-- Trecho do documento --
Topo

Como um dossiê com dados não confirmados gerou crise para Trump

Gary Hershorn/Xinhua
Imagem: Gary Hershorn/Xinhua

Scott Shane, Nicholas Confessore e Matthew Rosenberg

Em Washington (EUA)

12/01/2017 13h37

Sete meses atrás, um respeitado ex-espião britânico chamado Christopher Steele venceu um contrato para montar um arquivo sobre as ligações de Donald Trump com a Rússia. Na semana passada, os detalhes explosivos --relatos não comprovados de festas com prostitutas, negócios imobiliários que serviam como propina e coordenação com a inteligência russa para invadir os computadores dos democratas-- foram resumidos para Trump em um apêndice de um relatório de inteligência "top secret".

-- Tarefa do exercício A --
Reproduza fielmente, do trecho sobre o dossiê de Trump, tudo o que vai de "Como um dossiê" até "Em Washington (EUA)".
-- Tarefa do exercício B --
De acordo com o trecho sobre o dossiê de Trump, como é descrito Christopher Steele?

-- Material fornecido --

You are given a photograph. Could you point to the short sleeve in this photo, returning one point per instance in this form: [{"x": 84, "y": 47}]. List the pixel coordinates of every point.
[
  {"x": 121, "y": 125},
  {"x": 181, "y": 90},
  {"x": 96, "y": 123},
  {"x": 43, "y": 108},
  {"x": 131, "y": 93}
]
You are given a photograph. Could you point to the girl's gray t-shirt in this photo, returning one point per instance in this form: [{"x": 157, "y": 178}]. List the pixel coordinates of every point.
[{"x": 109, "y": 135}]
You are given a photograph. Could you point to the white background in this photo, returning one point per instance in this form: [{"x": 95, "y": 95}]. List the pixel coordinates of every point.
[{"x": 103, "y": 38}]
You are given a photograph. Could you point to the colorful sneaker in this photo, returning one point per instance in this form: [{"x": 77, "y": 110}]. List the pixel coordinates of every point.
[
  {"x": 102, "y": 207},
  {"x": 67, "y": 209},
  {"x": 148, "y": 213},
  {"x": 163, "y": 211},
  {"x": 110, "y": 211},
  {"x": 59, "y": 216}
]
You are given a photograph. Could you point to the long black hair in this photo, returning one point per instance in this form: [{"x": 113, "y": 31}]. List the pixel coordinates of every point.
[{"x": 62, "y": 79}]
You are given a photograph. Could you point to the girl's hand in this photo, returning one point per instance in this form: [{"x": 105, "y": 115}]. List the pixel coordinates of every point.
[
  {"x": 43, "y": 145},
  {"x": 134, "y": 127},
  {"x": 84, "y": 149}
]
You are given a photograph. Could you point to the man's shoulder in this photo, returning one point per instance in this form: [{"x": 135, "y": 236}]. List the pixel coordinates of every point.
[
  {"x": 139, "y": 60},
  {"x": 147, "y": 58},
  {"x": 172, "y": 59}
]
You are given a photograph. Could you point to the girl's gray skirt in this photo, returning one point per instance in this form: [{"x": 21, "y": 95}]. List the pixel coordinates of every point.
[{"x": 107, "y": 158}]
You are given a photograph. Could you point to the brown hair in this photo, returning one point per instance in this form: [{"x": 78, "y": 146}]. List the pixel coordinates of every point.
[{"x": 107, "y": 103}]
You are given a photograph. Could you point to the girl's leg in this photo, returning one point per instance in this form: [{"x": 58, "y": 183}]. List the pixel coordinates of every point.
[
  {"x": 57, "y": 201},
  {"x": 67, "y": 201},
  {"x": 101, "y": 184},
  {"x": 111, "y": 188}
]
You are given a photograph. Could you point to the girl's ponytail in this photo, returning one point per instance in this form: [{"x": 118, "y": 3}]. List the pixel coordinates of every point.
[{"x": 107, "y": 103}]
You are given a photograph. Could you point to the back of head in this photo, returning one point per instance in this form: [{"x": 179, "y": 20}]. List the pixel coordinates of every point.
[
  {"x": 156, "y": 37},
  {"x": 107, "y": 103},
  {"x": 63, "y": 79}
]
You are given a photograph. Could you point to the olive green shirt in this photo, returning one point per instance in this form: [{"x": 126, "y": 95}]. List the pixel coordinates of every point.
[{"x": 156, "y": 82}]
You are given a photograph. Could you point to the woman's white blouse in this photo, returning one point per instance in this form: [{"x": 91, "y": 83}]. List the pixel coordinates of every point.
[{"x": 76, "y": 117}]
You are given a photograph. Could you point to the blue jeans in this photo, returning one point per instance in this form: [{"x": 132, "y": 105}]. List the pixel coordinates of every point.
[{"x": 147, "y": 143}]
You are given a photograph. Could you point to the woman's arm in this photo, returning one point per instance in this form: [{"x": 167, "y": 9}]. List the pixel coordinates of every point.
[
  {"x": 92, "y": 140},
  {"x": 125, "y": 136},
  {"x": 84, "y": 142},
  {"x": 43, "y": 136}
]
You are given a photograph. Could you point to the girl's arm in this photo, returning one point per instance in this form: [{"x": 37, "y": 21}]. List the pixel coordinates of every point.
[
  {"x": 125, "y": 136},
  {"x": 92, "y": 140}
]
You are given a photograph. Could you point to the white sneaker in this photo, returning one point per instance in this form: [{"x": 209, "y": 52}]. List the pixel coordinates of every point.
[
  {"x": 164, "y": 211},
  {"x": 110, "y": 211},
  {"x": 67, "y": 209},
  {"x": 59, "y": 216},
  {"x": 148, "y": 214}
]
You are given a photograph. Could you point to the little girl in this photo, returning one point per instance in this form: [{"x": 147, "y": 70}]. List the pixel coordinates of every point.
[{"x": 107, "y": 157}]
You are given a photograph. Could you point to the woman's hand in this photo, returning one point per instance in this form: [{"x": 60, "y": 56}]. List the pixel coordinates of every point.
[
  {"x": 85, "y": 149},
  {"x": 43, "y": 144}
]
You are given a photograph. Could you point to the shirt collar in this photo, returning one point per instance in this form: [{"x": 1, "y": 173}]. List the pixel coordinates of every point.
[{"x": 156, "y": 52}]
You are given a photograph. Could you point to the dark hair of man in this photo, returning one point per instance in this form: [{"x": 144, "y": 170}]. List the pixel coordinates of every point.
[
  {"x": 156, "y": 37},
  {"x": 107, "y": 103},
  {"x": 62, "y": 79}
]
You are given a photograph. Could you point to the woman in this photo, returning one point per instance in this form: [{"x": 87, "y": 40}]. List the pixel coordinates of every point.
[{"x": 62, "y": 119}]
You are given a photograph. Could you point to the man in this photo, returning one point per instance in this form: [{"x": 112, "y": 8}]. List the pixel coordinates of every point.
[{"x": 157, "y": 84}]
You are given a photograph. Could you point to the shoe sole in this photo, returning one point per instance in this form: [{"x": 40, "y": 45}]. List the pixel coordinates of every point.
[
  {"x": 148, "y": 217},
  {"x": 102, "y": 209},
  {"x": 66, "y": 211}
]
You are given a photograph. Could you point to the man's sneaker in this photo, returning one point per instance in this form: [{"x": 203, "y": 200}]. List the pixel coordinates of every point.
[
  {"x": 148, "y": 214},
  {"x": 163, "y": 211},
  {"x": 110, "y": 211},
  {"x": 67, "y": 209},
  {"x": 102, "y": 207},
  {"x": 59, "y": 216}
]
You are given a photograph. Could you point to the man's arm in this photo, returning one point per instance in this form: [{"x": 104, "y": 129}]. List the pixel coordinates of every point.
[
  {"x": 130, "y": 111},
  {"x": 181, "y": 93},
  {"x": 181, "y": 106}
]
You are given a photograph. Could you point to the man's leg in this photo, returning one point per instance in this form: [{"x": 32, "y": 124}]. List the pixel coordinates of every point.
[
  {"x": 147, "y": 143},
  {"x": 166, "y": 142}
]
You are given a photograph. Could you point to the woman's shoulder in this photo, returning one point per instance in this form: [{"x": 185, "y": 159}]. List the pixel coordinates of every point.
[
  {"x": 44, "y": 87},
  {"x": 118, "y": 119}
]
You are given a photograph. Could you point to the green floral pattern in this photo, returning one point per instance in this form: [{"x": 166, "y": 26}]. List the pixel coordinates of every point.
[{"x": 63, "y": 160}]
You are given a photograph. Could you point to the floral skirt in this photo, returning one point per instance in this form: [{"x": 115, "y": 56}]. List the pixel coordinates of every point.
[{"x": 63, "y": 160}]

-- Resposta completa A --
Como um dossiê com dados não confirmados gerou crise para Trump

Gary Hershorn/Xinhua
Imagem: Gary Hershorn/Xinhua

Scott Shane, Nicholas Confessore e Matthew Rosenberg

Em Washington (EUA)

-- Resposta completa B --
Como um respeitado ex-espião britânico.